> **Extracted data**

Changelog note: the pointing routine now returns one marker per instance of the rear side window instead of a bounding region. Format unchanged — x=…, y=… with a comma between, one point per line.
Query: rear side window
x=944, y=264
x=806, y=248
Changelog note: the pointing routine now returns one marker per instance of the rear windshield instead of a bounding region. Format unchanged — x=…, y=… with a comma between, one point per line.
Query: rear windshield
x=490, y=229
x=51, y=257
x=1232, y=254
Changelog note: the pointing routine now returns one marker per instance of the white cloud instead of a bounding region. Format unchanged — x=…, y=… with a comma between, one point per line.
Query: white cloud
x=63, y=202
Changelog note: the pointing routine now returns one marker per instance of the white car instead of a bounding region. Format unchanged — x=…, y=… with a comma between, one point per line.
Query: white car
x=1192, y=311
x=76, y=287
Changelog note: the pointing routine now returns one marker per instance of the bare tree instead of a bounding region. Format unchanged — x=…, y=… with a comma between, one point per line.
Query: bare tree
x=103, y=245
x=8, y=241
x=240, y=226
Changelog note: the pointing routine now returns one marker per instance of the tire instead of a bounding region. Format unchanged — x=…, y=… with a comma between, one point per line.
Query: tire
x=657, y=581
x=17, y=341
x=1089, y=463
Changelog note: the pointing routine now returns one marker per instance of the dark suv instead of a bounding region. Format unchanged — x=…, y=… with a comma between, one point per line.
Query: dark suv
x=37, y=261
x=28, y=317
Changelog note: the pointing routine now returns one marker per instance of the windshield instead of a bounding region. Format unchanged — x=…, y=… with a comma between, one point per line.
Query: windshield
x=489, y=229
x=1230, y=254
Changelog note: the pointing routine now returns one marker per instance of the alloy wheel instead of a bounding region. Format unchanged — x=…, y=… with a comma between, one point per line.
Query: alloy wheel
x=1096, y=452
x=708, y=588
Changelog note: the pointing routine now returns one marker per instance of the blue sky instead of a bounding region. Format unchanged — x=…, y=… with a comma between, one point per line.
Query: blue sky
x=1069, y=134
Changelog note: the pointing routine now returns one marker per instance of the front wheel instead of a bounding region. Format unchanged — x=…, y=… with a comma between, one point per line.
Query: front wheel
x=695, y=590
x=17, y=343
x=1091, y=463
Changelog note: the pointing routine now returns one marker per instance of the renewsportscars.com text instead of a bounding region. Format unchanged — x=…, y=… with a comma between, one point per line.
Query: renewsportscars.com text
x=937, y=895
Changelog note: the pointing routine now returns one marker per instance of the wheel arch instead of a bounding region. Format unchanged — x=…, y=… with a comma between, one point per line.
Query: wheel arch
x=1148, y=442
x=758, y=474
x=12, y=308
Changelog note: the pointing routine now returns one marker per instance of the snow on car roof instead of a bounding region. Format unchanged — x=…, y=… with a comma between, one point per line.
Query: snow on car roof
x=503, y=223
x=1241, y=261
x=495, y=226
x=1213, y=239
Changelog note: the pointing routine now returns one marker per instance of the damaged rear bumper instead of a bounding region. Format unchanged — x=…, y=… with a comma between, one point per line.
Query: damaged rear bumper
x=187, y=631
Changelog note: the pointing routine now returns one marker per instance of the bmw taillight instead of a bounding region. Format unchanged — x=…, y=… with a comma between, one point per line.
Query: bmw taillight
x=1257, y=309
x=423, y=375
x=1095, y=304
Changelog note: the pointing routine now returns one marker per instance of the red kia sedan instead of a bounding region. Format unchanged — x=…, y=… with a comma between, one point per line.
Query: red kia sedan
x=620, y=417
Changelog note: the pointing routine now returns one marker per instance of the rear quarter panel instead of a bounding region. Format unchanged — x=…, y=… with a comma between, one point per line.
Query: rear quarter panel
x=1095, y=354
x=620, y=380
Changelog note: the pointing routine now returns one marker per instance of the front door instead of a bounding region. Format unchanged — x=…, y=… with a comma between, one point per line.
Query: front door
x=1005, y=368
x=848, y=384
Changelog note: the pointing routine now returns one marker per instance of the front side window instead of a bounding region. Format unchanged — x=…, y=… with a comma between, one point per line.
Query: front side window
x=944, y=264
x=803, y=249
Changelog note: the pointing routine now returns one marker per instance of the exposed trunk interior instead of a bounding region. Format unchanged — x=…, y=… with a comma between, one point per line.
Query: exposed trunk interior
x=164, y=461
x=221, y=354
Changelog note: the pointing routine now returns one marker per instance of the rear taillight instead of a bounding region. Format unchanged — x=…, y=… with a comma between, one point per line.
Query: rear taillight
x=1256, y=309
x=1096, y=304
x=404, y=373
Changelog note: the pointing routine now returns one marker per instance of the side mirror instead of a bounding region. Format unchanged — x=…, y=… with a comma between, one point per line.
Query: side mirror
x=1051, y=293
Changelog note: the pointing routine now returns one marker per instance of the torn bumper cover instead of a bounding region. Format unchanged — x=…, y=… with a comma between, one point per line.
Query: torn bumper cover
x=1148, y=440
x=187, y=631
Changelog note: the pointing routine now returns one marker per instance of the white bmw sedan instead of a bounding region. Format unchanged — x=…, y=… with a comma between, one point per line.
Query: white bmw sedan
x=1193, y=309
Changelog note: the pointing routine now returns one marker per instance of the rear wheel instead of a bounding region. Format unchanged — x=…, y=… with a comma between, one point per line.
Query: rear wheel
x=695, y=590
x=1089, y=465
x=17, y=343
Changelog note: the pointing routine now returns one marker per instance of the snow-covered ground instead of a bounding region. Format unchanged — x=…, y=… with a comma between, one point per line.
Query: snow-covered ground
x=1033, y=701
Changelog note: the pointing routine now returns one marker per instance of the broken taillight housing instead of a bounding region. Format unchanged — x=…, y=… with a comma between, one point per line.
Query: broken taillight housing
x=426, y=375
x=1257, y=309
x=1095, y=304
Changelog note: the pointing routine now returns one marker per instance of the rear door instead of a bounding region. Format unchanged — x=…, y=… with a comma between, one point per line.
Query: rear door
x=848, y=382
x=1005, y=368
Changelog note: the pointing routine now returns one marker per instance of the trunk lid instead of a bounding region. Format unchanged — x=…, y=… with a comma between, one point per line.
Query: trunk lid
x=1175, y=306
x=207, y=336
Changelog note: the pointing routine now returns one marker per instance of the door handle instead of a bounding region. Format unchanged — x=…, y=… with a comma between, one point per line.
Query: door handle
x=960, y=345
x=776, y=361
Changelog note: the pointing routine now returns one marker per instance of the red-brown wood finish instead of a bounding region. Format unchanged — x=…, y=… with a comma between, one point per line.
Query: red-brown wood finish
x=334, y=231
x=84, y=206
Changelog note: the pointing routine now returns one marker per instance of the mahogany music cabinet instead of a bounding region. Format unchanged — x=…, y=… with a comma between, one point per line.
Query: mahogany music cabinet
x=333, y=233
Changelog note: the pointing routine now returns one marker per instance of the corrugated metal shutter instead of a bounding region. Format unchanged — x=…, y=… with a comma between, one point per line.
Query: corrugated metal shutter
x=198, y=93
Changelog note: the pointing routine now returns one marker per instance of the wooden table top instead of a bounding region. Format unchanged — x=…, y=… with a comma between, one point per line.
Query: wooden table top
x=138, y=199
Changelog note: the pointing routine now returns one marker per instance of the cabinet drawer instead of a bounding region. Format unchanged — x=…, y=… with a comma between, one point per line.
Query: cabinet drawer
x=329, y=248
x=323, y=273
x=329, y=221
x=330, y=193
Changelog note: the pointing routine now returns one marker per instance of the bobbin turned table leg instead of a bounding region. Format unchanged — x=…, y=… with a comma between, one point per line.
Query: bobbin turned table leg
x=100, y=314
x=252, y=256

> **Task to carry out**
Transcribe the entire listing above exactly.

> **Result of the task**
Changelog note: the pointing routine now returns one marker per instance of the rear side window instead of a bounding region. Format unchanged — x=…, y=… with a comma between, one point per line.
Query: rear side window
x=944, y=264
x=806, y=248
Changelog note: the pointing routine now returns one marker per instance of the rear windshield instead of a bounding region. Format unchanged — x=…, y=… with a comma between, one point per line.
Query: rear windshield
x=490, y=229
x=51, y=257
x=1232, y=254
Changelog note: the pointing routine now returns one marker per instance of the white cloud instead of a bounding region. Format unchanged — x=…, y=… with a comma between, one point per line.
Query: white cloud
x=63, y=202
Changelog note: the pointing routine now returns one marker per instance of the white car instead of a bounding region. Format unchanged — x=…, y=… with a comma between, one point per line.
Query: white car
x=1192, y=311
x=76, y=287
Changelog note: the pointing routine now returns one marker per instance of the bare tree instead of a bounding region. Format unchanged — x=…, y=… with a comma between, one point per line.
Query: bare tree
x=103, y=245
x=8, y=241
x=240, y=226
Changelog note: the pointing routine now returns one marker per instance of the tire instead of a bounding region. Format unchanged — x=…, y=… with a comma between, one point per line.
Query: tire
x=657, y=581
x=17, y=341
x=1089, y=463
Changelog note: the pointing routine now returns one marker per instance of the dark suv instead of a bounding region. Format unchanged — x=…, y=… with a comma between, one point per line.
Query: dark suv
x=37, y=261
x=28, y=317
Changelog note: the pointing routine now returns one marker per instance of the windshield instead of a bounding region. Format unchanged — x=…, y=… with a comma between, one point per line.
Query: windshield
x=489, y=229
x=1230, y=254
Changelog note: the pointing routine now returns one marker per instance of the alloy wheel instead of a bounding region. Format unchanged — x=…, y=… with a comma between, one point per line.
Query: alloy wheel
x=1096, y=452
x=708, y=588
Changelog note: the pointing routine now returns one marker per instance of the blue sky instead of a bounding region. Format unchanged — x=…, y=… with a comma between, one point per line.
Query: blue sky
x=1069, y=134
Changelog note: the pointing routine now returns one marker per instance of the front wheel instead of a bounding region. Format unchanged — x=…, y=… with a comma between, one point per line.
Query: front wheel
x=695, y=590
x=17, y=343
x=1091, y=463
Changelog note: the pointing routine now returns one marker per instance of the renewsportscars.com text instead of a bounding region. Format unchanged — x=…, y=… with a comma between, one point per line.
Query: renewsportscars.com text
x=937, y=895
Changelog note: the pointing routine now returns one marker per instance of the wheel arch instead of a bounding region. Format unchanged — x=…, y=… with a comma between, one point per line.
Query: wheel arch
x=1148, y=442
x=758, y=474
x=12, y=308
Changelog note: the pointing routine now returns one marker per instance of the snow on car roof instead of a bounding region. Format unchanged — x=…, y=… with a comma between, one point per line.
Query: snow on car roof
x=503, y=223
x=1241, y=261
x=495, y=226
x=1213, y=239
Changelog note: the pointing routine now returns one marker per instance of the damaged rear bumper instead of a bounding region. Format unchanged — x=…, y=… with a comma between, one point per line.
Query: damaged rear bumper
x=187, y=631
Changelog note: the pointing routine now returns one marker per instance of the bmw taillight instead of a bounding region. Format unchanged — x=…, y=… with a comma between, one point per line.
Query: bmw taillight
x=1257, y=309
x=423, y=375
x=1095, y=304
Changelog note: the pointing routine now returns one marker per instance of the red kia sedan instead of a bounding region. Format unchanged — x=…, y=… with a comma between, one point per line.
Query: red kia sedan
x=620, y=417
Changelog note: the pointing routine now returns one marker per instance of the rear quarter panel instead of a bounding region. Format unchanged — x=…, y=… with a comma between, one point per line.
Query: rear quarter panel
x=1095, y=354
x=620, y=380
Changelog note: the pointing routine now returns one marker per instance of the front door instead of a bounding region. Format unchanged — x=…, y=… with a comma between, one point per line.
Query: front door
x=1005, y=368
x=848, y=384
Changelog note: the pointing routine now returns one marker per instance of the front side window instead of a bounding region. Format unchanged — x=…, y=… with a comma between, one point per line.
Query: front side window
x=944, y=264
x=803, y=249
Changelog note: the pointing routine now returns one marker per instance of the exposed trunk interior instead of a bounding region. Format unchanged — x=…, y=… with a comma between, one point per line.
Query: exposed trunk interior
x=164, y=461
x=221, y=354
Changelog note: the pointing routine now returns one marker per instance of the rear taillight instead of a bounding region. Format unchanged — x=…, y=… with a comma between, one point per line.
Query: rear taillight
x=1256, y=309
x=1096, y=304
x=404, y=373
Changelog note: the pointing routine now returns one marker per instance of the side mirror instead of a bounding region. Format unchanged — x=…, y=… with a comma between, one point per line.
Query: side mirror
x=1051, y=293
Changelog note: the pointing routine now returns one marker per instance of the torn bumper cover instead of a bounding region. Format unchanged — x=…, y=… with a comma between, one point per line.
Query: torn bumper cover
x=1148, y=440
x=187, y=631
Changelog note: the pointing routine now returns one marker per instance of the white bmw sedan instead of a bounding region. Format unchanged — x=…, y=… with a comma between, one point per line.
Query: white bmw sedan
x=1193, y=309
Changelog note: the pointing routine now returns one marker per instance of the rear wheel instead of a bounding region. Format unchanged — x=…, y=… with a comma between, one point per line.
Query: rear wheel
x=695, y=590
x=1089, y=465
x=17, y=343
Changelog note: the pointing routine now returns one marker per instance of the snow-covered ground instead of a bounding region. Format unchanged — x=…, y=… with a comma between, one point per line.
Query: snow-covered ground
x=1033, y=701
Changelog note: the pointing routine now returns one marker per instance of the broken taillight housing instead of a bounding region. Format unchanged — x=…, y=… with a comma between, one point per line.
Query: broken taillight housing
x=426, y=375
x=1257, y=309
x=1095, y=304
Changelog note: the pointing routine now returns one marker per instance of the rear door instead of a bounding region. Format unchanged — x=…, y=… with a comma between, one point per line.
Query: rear door
x=848, y=382
x=1005, y=368
Changelog note: the pointing routine now returns one marker per instance of the trunk lid instead of a bounding region. Format unchanged — x=…, y=… with a comma between, one point per line.
Query: trunk lid
x=1175, y=306
x=207, y=336
Changelog note: the pointing routine now returns one marker per instance of the door handle instead of a bounding region. Format unchanged — x=…, y=… with a comma between, one point per line.
Query: door handle
x=960, y=345
x=776, y=361
Changelog note: the pointing routine now returns one marker per instance of the red-brown wood finish instead of a bounding region. Format unchanged — x=…, y=… with a comma between, one point per line.
Query: red-brown wood finish
x=334, y=231
x=84, y=206
Changelog note: the pointing routine now returns one marker per instance of the mahogany music cabinet instead of a bounding region. Format unchanged — x=…, y=… with a comma between, one point per line.
Query: mahogany music cabinet
x=333, y=233
Changelog note: the pointing routine now returns one marker per instance of the corrugated metal shutter instead of a bounding region. Format unchanged — x=…, y=… with a comma between, one point per line.
Query: corrugated metal shutter
x=198, y=93
Changelog note: the pointing routine now returns one marker per instance of the wooden table top instead of a bounding region. Format unchanged — x=…, y=… with a comma between, one point per line.
Query: wooden table top
x=138, y=199
Changelog note: the pointing routine now returns one marker per instance of the cabinet drawer instead of a bounding region. Format unchanged — x=…, y=… with a comma between, one point per line.
Query: cabinet drawer
x=329, y=248
x=323, y=273
x=329, y=221
x=330, y=193
Changelog note: the pointing routine now returns one marker per instance of the bobbin turned table leg instead of a bounding region. Format unchanged — x=…, y=… with a comma between, one point per line.
Query: bobbin turned table leg
x=100, y=314
x=252, y=256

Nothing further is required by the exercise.